During a 12-year RAF career, Andy Jones worked on Tornado engines, joined a helicopter Search and Rescue crew and served alongside ambulance crews as a military co-responder. The father-of-one from Llanharan transferred his engineering skills to the civilian world, until a combination of work and mental health pressures led to burn-out. With support from The Poppy Factory, Andy was able to re-set his work-life balance through a new job at a family-run logistics firm, which he has helped steer through tough times following a promotion to Operations Manager.
Inspired by flight
“I’ve been interested in aviation since I was very small and it still fascinates me. When I left school and went to Barry College to study aircraft engineering, all of my instructors were ex-RAF so it started to seem like an interesting career path. As an 18-year-old, all that was on my mind was training, being able to pull aircraft engines apart and put them back together.

◆ Record excerpts:

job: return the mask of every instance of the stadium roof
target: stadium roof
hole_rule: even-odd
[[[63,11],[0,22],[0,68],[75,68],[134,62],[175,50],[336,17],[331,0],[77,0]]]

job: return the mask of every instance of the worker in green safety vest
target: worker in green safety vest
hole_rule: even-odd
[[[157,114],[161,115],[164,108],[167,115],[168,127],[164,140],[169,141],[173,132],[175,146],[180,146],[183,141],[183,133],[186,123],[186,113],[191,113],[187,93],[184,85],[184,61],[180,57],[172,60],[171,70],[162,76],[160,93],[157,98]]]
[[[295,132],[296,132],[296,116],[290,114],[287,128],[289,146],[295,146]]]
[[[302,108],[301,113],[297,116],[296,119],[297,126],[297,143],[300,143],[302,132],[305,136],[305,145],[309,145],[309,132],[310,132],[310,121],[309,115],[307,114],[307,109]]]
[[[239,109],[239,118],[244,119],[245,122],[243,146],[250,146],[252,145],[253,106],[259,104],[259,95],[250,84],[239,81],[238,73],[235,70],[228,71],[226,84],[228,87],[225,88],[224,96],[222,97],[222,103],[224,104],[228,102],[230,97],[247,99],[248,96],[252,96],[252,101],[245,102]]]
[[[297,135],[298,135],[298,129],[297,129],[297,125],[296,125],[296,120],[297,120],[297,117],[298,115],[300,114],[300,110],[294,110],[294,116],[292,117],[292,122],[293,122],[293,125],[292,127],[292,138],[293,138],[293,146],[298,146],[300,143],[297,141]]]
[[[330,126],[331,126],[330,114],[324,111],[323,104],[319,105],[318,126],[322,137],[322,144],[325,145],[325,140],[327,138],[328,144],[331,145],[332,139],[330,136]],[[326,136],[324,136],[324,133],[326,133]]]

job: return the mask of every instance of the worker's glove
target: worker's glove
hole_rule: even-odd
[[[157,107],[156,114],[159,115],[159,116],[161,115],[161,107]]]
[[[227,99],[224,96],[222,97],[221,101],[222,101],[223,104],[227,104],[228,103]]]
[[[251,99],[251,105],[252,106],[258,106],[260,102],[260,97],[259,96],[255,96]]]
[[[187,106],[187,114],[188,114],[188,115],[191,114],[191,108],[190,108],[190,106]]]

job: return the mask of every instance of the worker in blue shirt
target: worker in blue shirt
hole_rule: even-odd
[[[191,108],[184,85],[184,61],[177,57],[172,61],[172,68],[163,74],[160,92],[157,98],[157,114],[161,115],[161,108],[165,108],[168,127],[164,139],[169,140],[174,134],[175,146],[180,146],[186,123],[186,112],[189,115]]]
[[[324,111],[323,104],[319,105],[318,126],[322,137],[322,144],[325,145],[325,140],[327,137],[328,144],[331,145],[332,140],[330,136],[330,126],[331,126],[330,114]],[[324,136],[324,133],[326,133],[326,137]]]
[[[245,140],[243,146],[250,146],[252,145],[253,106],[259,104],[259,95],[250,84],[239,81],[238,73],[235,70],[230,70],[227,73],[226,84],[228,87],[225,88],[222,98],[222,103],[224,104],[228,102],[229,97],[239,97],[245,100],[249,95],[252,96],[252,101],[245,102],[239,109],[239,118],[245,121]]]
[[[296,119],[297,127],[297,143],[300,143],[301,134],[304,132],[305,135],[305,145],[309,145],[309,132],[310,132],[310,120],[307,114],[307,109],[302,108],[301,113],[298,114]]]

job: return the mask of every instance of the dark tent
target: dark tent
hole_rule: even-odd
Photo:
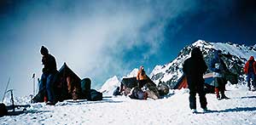
[[[55,82],[54,92],[56,101],[64,99],[86,99],[89,100],[102,99],[102,94],[90,89],[90,78],[81,79],[74,73],[66,63],[63,64],[57,74],[57,80]],[[40,90],[32,99],[32,103],[44,102],[45,88]]]

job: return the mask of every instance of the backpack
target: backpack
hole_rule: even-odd
[[[102,100],[102,93],[100,93],[95,89],[90,89],[90,97],[88,100]]]
[[[81,80],[81,89],[82,89],[82,99],[90,99],[90,79],[84,78]]]

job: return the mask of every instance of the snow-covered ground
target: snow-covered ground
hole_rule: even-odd
[[[175,124],[250,125],[256,124],[256,92],[243,85],[227,86],[230,99],[217,100],[207,94],[211,112],[192,114],[189,90],[171,90],[157,100],[136,100],[125,96],[102,101],[66,100],[55,106],[32,104],[27,113],[0,117],[0,124]],[[197,99],[198,101],[198,99]],[[198,111],[202,111],[197,102]]]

◆ Problems and tasks:
A – According to the profile of Andy Jones, where did he go to study aircraft engineering after leaving school?
B – Please list the things the profile of Andy Jones says he did during his 12-year RAF career.
C – Resume the profile of Andy Jones at the point where it stops.

◆ Results by task:
A – Barry College.

B –
- Worked on Tornado engines
- Joined a helicopter Search and Rescue crew
- Served alongside ambulance crews as a military co-responder

C –
“I served at RAF Cottesmore and Lossiemouth, working on Tornados, then I joined the RAF Search and Rescue Force based in North Devon. I became part of the crew on the Sea King helicopter. Every day could be a live situation, from a Harrier going down in the Bristol Channel to someone on an air bed being blown out to sea, or a climber falling off a mountain.
“During that time I also worked with the West Country Ambulance Service doing shifts as a military co-responder in a rapid response vehicle. It was a good way to keep up our medical training and develop our skills. In both roles we would deal with a lot of tragic situations and traumatic injuries, which often led to sleepless nights. There were a few incidents that stayed with me.
“By 2007 I was feeling a bit burnt out and thinking about what the next steps should be for my wife and I and our two-year-old daughter. I did a number of different jobs and then became an engineer at GE Aviation Wales near Caerphilly.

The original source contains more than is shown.